Exercise details
Retype the entries word for word, starting at the line that contains "240H306L316 234L292 199L246" and ending at the last line of the entries.

── Task input ──

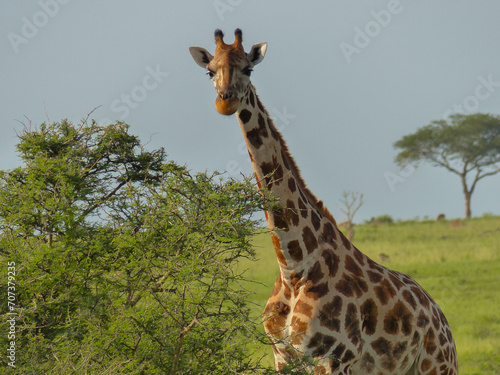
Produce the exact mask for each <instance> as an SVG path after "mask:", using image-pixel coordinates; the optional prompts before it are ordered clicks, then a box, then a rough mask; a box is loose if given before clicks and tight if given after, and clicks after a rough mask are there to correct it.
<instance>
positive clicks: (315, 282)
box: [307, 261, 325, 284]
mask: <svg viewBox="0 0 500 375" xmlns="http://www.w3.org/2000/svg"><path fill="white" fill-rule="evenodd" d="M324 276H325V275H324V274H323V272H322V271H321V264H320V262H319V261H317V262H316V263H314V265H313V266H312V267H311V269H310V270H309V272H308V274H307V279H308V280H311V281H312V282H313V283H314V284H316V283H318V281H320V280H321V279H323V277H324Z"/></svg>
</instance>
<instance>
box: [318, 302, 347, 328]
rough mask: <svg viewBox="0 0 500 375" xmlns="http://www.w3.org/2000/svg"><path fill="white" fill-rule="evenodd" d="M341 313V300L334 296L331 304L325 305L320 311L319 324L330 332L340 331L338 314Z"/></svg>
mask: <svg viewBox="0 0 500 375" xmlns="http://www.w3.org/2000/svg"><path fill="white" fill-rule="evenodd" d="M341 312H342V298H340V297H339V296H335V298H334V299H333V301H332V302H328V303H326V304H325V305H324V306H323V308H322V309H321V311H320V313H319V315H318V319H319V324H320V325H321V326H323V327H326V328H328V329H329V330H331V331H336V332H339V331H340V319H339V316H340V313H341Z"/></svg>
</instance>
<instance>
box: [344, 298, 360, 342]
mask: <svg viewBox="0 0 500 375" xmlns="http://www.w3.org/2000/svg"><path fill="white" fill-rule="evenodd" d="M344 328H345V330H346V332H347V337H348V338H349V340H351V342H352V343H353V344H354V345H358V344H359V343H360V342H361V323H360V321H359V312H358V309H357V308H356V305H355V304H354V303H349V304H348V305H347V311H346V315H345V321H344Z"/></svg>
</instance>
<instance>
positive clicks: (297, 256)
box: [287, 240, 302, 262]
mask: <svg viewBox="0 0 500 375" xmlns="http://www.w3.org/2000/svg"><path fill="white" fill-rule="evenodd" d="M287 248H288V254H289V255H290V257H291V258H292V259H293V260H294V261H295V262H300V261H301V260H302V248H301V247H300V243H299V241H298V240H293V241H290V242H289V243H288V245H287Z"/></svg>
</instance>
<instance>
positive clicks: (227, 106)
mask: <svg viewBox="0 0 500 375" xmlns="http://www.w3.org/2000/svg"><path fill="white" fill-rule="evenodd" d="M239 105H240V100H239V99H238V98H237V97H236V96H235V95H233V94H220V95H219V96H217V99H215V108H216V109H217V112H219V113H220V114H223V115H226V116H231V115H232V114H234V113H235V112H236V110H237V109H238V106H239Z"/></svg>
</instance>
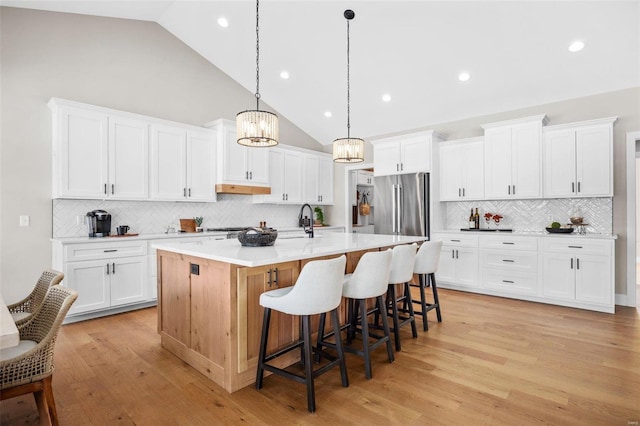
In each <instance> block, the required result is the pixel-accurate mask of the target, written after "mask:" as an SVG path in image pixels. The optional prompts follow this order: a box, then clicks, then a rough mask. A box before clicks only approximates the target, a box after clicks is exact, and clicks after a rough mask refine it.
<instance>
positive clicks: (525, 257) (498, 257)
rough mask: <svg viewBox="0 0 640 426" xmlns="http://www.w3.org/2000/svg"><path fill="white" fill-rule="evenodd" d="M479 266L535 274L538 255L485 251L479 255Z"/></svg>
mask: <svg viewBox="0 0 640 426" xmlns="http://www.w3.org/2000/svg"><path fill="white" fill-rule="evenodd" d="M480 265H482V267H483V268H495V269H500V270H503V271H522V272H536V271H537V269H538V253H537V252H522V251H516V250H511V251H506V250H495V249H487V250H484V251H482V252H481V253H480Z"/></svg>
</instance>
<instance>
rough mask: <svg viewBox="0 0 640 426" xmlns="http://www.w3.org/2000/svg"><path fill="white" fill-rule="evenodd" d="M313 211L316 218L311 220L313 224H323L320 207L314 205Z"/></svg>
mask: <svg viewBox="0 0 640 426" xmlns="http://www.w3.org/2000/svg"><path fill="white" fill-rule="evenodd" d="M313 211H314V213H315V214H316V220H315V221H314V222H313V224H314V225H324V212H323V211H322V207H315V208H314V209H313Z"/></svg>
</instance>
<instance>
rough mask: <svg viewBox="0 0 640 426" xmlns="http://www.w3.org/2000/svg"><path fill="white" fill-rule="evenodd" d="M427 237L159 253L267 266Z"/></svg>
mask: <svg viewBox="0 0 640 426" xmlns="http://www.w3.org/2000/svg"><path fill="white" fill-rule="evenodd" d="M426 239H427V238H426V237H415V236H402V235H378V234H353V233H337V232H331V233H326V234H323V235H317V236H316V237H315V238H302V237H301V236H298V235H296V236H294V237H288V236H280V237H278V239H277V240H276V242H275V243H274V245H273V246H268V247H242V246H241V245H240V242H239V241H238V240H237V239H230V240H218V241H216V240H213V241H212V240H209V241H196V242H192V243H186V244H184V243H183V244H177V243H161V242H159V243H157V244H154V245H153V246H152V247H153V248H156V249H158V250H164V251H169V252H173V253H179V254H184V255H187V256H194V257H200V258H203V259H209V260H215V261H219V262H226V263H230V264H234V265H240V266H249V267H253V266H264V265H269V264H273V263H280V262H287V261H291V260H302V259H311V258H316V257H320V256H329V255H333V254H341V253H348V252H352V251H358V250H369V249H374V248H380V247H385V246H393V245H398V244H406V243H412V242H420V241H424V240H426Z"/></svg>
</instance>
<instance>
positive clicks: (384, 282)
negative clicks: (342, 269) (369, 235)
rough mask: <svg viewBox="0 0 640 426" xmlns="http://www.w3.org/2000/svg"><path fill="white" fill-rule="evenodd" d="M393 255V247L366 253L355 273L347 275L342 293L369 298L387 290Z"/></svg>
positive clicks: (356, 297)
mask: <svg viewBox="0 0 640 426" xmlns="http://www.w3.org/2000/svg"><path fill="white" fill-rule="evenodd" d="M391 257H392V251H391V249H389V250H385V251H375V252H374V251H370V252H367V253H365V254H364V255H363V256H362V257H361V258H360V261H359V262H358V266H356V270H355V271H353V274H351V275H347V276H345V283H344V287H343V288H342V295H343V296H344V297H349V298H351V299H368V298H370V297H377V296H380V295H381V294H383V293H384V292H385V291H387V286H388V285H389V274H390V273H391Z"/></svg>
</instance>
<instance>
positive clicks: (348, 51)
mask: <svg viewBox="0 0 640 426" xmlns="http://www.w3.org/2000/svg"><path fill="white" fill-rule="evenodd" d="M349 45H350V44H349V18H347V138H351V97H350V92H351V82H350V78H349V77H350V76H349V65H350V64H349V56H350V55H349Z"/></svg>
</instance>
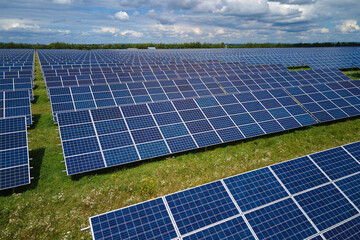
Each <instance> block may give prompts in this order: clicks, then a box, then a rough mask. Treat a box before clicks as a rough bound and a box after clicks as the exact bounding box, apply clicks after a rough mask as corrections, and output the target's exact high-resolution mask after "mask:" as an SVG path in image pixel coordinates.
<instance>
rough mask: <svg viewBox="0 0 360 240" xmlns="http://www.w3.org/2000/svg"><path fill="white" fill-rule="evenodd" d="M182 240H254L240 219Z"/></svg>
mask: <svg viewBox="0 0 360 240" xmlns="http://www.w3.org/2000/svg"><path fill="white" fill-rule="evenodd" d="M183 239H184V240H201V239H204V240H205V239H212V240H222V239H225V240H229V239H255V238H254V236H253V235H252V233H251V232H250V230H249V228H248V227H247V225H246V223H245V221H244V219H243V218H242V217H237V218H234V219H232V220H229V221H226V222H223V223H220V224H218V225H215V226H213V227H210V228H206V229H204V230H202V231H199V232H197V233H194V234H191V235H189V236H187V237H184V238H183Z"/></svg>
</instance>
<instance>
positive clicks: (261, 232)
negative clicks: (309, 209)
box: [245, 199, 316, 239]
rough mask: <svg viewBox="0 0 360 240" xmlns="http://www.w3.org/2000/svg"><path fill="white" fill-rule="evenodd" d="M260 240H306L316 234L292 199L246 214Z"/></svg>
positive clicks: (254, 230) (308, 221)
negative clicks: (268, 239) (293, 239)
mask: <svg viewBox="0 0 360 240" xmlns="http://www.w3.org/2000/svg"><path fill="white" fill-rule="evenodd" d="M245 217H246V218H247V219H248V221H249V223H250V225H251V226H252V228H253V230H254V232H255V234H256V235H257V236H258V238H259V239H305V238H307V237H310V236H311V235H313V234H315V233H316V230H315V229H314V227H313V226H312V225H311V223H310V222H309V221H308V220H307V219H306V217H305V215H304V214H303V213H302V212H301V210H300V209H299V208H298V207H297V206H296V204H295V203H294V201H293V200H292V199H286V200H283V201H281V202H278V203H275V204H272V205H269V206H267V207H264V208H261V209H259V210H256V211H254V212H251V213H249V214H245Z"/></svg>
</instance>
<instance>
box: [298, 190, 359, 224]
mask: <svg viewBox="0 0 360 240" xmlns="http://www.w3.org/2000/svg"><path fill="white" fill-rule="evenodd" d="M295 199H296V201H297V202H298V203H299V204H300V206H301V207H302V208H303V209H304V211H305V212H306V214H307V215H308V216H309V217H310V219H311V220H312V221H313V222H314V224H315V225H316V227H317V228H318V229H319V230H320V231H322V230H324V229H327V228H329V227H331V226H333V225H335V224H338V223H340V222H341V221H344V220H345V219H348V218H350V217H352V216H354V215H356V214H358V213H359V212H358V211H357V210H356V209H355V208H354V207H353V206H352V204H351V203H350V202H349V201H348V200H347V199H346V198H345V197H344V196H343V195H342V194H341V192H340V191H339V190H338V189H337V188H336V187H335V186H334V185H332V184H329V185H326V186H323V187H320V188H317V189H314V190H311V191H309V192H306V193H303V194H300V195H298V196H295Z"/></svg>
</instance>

───

Response for this exercise
rough mask: <svg viewBox="0 0 360 240" xmlns="http://www.w3.org/2000/svg"><path fill="white" fill-rule="evenodd" d="M260 240H306L316 234L292 199L246 214Z"/></svg>
positive clicks: (254, 230) (308, 221)
negative clicks: (268, 239) (293, 239)
mask: <svg viewBox="0 0 360 240" xmlns="http://www.w3.org/2000/svg"><path fill="white" fill-rule="evenodd" d="M245 217H246V218H247V219H248V221H249V223H250V225H251V226H252V228H253V230H254V232H255V234H256V235H257V236H258V238H259V239H305V238H307V237H310V236H311V235H313V234H315V233H316V230H315V229H314V227H313V226H312V225H311V223H310V222H309V221H308V220H307V219H306V217H305V215H304V214H303V213H302V212H301V210H300V209H299V208H298V207H297V206H296V204H295V203H294V201H293V200H292V199H286V200H283V201H281V202H278V203H275V204H272V205H269V206H267V207H264V208H261V209H259V210H256V211H254V212H251V213H249V214H245Z"/></svg>
</instance>
<instance>
box: [298, 190, 359, 224]
mask: <svg viewBox="0 0 360 240" xmlns="http://www.w3.org/2000/svg"><path fill="white" fill-rule="evenodd" d="M295 199H296V201H297V202H298V203H299V204H300V206H301V207H302V208H303V209H304V211H305V212H306V214H307V215H308V216H309V217H310V219H311V220H312V221H313V222H314V224H315V225H316V227H317V228H318V229H319V230H320V231H322V230H324V229H327V228H329V227H331V226H333V225H335V224H338V223H340V222H341V221H344V220H345V219H348V218H350V217H352V216H354V215H356V214H358V213H359V212H358V211H357V210H356V209H355V208H354V207H353V206H352V204H351V203H350V202H349V201H348V200H347V199H346V198H345V197H344V196H343V195H342V194H341V192H340V191H339V190H338V189H337V188H336V187H335V186H334V185H332V184H329V185H326V186H323V187H320V188H317V189H314V190H311V191H309V192H306V193H303V194H300V195H298V196H295Z"/></svg>
</instance>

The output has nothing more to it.